# [Description of the task]
Your answer should be exactly the lines from the one that contains "Expected output, for every instance of the deep" through the final line of the entries below, and nothing else.

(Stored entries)
▼
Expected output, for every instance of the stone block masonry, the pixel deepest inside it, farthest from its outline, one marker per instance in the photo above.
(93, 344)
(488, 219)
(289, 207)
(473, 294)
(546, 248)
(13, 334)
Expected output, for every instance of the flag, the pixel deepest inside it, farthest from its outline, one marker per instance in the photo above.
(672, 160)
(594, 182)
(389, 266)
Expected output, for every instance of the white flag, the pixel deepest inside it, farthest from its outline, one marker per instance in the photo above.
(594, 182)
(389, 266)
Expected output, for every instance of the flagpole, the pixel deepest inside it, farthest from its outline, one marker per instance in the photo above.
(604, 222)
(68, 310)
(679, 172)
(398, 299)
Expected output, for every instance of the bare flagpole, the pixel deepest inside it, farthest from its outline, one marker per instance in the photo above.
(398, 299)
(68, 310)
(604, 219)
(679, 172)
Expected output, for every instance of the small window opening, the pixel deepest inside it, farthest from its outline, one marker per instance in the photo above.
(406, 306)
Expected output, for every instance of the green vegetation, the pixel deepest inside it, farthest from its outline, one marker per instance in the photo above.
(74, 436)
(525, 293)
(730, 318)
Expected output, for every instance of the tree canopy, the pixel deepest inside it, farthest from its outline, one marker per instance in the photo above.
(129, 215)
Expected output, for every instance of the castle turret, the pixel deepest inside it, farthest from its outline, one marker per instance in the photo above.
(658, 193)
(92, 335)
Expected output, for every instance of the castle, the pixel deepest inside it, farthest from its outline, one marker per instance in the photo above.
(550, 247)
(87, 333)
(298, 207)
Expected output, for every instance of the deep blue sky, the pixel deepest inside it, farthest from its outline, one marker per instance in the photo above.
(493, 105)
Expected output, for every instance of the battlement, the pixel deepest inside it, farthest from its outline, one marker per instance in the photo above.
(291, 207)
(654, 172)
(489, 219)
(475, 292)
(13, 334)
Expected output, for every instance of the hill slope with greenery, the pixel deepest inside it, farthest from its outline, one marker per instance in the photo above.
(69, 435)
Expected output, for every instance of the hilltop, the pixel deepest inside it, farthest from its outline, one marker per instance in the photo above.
▲
# [Task output]
Expected output, for every instance of the deep blue sky, the pixel deepest inside it, farthest from its outline, one marker per instance in the photo above.
(493, 105)
Expected output, for every instance of the battlement, the pixel deepest inside it, farthest from its outline, one marker per instance in the photo above.
(291, 207)
(654, 172)
(489, 219)
(475, 292)
(13, 334)
Expected output, for every instance of the hill slope with greenery, the pixel deepest inside it, farthest from its outline, one marker per instance in the photo above.
(69, 435)
Expected output, for every instance of the hilltop, the pixel deepest inside it, farthest from its outline, one marker per instance in the photo above.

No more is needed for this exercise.